- _Reading passage_
-.-.-

We do want and produce ammonia in immense quantities already, so no, it’s not reasonable to bet on cost going down significantly.
We produce it in immense quantity from fossil fuels and vent the fossil CO2 into the atmosphere.

The price of which is forecast to go up.

Green Ammonia is made from renewable energy, which is forecast to become cheaper.

It also requires electrolysers which are ramping up production and are also predicted to fall in price as they get made at scale from cheaper components.

So it's a fairly safe bet even if you don't believe all the published academic papers that go through the working in great detail, or the business cases that predict a multi-Billion dollar market for it.

Ammonia production is already in billions of dollars, we produce 191 million tonnes

What is the basis in physics for your belief that ammonia can be produced more efficieblntly, and why was it not done already?

Because it piggybacks on the political might of fossil fuel producers who are subsidized by taxpayers and don't have to pay for their externalities.

-.-.-

- _Provided material_
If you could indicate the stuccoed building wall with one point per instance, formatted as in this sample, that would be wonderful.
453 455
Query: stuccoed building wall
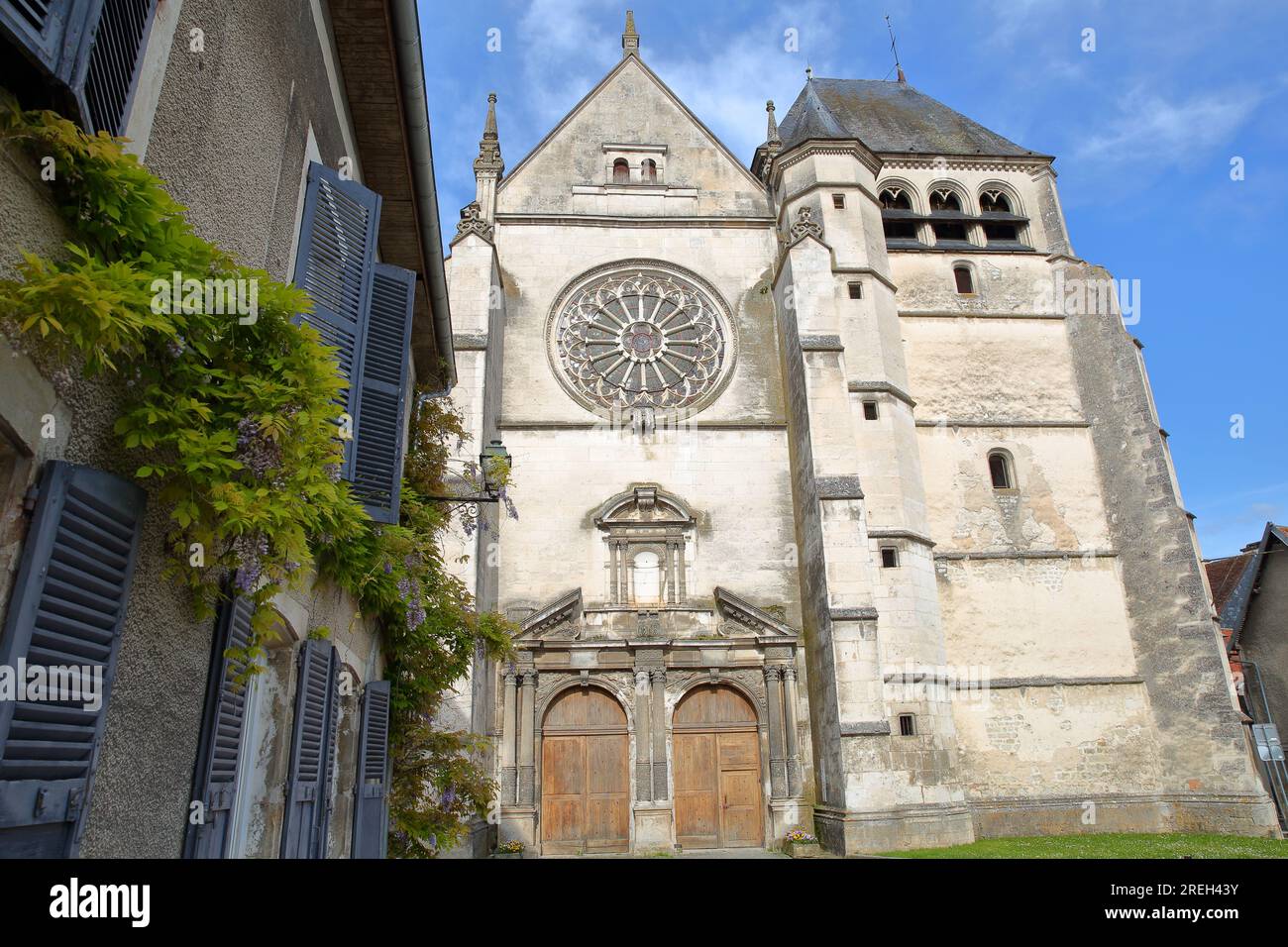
233 127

-.-.-

- _What to do_
a) Answer these from the ammonia discussion, one per line:
(i) What is Green Ammonia made from?
(ii) How many tonnes of ammonia does the text say we produce?
(iii) What is vented into the atmosphere when ammonia is produced from fossil fuels?
b) Write out the part of the ammonia discussion that begins with "So it's a fairly" and ends with "for their externalities.", swapping "taxpayers" for "consumers".

- _Numbered responses_
a)
(i) Renewable energy.
(ii) 191 million tonnes.
(iii) The fossil CO2.

b)
So it's a fairly safe bet even if you don't believe all the published academic papers that go through the working in great detail, or the business cases that predict a multi-Billion dollar market for it.

Ammonia production is already in billions of dollars, we produce 191 million tonnes

What is the basis in physics for your belief that ammonia can be produced more efficieblntly, and why was it not done already?

Because it piggybacks on the political might of fossil fuel producers who are subsidized by consumers and don't have to pay for their externalities.